DATA SHOWN START

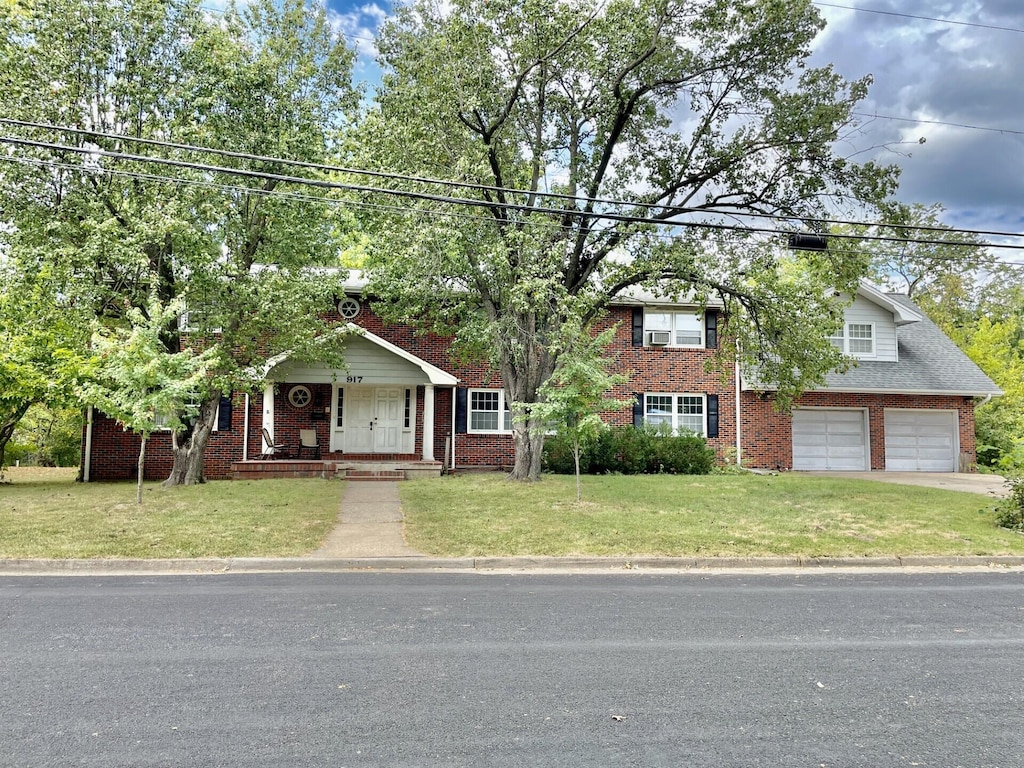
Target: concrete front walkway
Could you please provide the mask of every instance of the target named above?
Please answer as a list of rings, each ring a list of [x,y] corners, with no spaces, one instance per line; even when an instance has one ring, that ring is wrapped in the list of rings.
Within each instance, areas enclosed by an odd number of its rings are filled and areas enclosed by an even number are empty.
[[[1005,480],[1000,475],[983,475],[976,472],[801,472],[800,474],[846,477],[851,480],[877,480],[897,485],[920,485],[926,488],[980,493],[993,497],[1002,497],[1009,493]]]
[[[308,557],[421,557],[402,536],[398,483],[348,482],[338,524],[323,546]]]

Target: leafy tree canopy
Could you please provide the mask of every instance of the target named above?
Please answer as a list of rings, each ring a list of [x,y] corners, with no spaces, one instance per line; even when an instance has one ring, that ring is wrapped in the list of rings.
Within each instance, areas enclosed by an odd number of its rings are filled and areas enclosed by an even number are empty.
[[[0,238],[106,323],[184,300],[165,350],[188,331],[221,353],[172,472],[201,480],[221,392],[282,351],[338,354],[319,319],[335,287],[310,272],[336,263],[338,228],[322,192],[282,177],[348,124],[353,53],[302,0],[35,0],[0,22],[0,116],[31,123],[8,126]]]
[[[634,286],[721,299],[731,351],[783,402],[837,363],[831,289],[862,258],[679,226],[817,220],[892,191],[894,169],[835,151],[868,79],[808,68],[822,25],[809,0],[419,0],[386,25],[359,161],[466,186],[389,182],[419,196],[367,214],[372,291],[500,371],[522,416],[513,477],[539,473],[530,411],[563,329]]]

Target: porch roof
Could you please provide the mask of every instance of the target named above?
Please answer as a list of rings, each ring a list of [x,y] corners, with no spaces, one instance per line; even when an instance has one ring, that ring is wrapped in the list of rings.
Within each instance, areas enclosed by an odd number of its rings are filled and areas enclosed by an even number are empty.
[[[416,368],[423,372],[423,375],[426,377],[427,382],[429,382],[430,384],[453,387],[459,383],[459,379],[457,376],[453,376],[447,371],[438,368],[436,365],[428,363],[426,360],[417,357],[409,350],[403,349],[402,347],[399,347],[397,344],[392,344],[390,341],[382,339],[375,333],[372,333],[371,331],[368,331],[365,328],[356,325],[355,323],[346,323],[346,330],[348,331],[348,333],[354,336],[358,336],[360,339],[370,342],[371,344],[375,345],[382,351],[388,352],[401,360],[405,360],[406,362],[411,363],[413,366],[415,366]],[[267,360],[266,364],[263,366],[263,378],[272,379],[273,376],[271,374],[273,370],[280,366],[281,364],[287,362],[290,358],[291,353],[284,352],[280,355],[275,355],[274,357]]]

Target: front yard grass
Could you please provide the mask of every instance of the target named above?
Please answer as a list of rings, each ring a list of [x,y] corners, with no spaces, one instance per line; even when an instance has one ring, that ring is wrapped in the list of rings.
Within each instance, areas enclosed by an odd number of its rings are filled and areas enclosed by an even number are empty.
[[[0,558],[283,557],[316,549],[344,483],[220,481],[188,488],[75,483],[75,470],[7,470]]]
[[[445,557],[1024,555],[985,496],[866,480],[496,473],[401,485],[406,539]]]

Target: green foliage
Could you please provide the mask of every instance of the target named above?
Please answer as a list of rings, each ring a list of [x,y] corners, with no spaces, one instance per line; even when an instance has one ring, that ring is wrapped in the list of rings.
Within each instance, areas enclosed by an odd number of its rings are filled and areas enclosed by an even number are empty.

DATA SHOWN END

REQUIRED ACTION.
Each line above with the string "front" should be reported in full.

REPLY.
Target: concrete front walkway
Target: front yard grass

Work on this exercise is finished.